Exercise brief: If a record contains a picture, leave the picture out and copy everything else exactly.

Data excerpts:
============

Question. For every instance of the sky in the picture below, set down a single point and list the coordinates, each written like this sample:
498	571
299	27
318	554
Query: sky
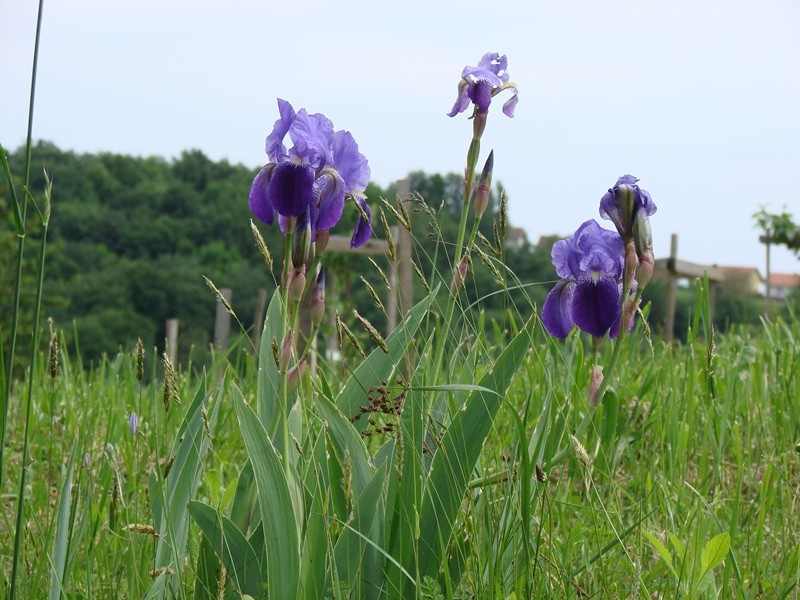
700	99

============

Completed exercise:
Question. For every instance of the sky in the picture below, set down a single point and list the coordinates, each written like this sample:
498	571
299	27
318	554
Query: sky
700	99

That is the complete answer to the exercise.